=== PROBLEM 1 ===
Answer these questions about the article on advanced SQL techniques, each on its own line:
(a) Which database system is used for the advanced SQL work?
(b) What kind of SQL commands does the article say it will not cover?
(c) How many types of partitioning does the article say we can choose from?
=== PROBLEM 2 ===
From the article on advanced SQL techniques, return the passage that runs from "Opublikowany: 23.11.2024" up to and including "review the examples here.", copied word for word.
=== PROBLEM 3 ===
Carry the article on advanced SQL techniques forward from its final sentence, in the same style.

=== EXCERPTED PASSAGE ===
Zaawansowane Techniki SQL

Advanced SQL Techniques

Autorka: Esra Soylu

Link pierwotny: https://medium.com/@esrasoylu/advanced-sql-techniques-7016163019eb

Opublikowany: 23.11.2024

 

In this article, we will focus on advanced SQL techniques. I will try to explain the methods used in SQL techniques in detail, both conceptually and with practical examples. We will perform Advanced SQL work with PostgreSQL. Basic SQL commands will not be covered in the content. If you want to learn about basic SQL queries, you can review the examples here.

PostgreSQL popularity is increasing day by day. If you want to examine the current popularity of database management programs, you can use the website.[1]

1.Database Partitioning

In our tables containing a lot of data, when we want to work with smaller data, increase query performance and search in less data, we can separate a table into logical parts by partitioning. There are 4 types of partitioning that we can choose. Let’s examine the purposes of use of these partitioning types and make sample studies.

=== ENTRIES SHOWN ===

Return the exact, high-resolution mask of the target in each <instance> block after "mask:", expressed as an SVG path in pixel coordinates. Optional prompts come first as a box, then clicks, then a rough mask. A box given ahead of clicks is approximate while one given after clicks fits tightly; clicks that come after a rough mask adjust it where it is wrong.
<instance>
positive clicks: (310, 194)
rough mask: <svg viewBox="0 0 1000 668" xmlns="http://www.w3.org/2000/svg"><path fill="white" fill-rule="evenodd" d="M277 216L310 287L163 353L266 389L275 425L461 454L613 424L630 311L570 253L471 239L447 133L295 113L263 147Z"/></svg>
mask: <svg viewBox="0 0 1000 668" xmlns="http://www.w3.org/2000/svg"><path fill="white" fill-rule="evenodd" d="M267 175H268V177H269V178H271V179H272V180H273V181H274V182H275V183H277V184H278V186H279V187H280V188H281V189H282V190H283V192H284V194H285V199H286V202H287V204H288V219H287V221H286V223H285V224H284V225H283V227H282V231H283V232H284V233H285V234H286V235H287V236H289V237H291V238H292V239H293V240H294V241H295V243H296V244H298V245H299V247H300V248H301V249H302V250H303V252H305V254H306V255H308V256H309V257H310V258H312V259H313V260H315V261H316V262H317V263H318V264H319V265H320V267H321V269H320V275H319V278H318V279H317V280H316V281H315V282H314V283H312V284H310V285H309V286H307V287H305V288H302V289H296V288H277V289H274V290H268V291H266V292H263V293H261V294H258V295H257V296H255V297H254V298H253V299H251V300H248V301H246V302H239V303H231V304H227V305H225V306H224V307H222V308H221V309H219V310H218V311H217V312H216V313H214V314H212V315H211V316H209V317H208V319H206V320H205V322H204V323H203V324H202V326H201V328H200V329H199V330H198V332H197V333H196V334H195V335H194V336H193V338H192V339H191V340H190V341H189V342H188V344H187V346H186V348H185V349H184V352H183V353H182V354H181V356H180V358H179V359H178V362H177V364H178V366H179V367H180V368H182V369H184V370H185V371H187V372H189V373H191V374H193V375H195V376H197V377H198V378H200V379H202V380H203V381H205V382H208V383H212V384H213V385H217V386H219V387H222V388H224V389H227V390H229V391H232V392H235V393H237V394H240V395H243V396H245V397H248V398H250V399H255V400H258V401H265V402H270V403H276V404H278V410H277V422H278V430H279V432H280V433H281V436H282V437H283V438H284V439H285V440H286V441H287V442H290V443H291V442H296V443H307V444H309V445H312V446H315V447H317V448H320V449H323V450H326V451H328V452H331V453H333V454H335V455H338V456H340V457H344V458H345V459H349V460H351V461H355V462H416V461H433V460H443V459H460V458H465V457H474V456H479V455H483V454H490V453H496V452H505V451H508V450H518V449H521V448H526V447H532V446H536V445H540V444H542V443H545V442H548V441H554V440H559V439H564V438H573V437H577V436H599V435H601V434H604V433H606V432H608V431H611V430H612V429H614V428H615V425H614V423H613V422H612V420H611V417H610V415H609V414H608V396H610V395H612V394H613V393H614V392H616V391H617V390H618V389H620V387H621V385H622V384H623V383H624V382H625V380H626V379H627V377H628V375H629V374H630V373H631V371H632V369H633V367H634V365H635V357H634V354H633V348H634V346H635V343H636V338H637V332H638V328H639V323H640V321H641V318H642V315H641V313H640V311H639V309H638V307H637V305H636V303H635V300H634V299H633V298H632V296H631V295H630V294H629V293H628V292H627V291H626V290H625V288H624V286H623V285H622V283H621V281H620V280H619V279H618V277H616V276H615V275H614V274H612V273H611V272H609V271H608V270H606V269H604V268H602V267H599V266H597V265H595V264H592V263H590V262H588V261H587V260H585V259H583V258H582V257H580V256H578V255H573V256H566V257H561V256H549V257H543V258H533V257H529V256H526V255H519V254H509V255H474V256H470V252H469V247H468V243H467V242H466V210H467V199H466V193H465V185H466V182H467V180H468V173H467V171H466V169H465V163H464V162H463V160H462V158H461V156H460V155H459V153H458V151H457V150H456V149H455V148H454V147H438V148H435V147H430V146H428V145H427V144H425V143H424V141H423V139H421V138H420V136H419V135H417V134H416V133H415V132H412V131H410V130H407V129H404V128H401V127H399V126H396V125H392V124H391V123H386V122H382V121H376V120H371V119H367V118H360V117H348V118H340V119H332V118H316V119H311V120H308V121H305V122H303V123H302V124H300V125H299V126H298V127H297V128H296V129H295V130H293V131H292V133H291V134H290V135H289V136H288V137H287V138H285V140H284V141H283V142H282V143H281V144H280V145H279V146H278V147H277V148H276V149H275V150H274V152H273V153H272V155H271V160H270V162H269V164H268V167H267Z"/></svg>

=== ANSWER BOX 1 ===
(a) PostgreSQL
(b) Basic SQL commands
(c) 4

=== ANSWER BOX 2 ===
Opublikowany: 23.11.2024

 

In this article, we will focus on advanced SQL techniques. I will try to explain the methods used in SQL techniques in detail, both conceptually and with practical examples. We will perform Advanced SQL work with PostgreSQL. Basic SQL commands will not be covered in the content. If you want to learn about basic SQL queries, you can review the examples here.

=== ANSWER BOX 3 ===
  • List Partitioning: This is the method we can use when we want to divide the table into separate partitions according to the values ​​in a certain column. It is used in cases where data can be classified such as product name, country, city.
  • Range Partitioning: Used to divide the table according to specific dates or numbers.
  • Hash Partitioning: When partitioning data, it can be used to distribute the values ​​in a certain column to the partitions in a balanced but random way by passing them through a hash function. It is preferred if the data is wanted to be distributed equally.
  • Composite Partitioning : Partitions created by using a combination of the above partitioning methods are called composite partitions.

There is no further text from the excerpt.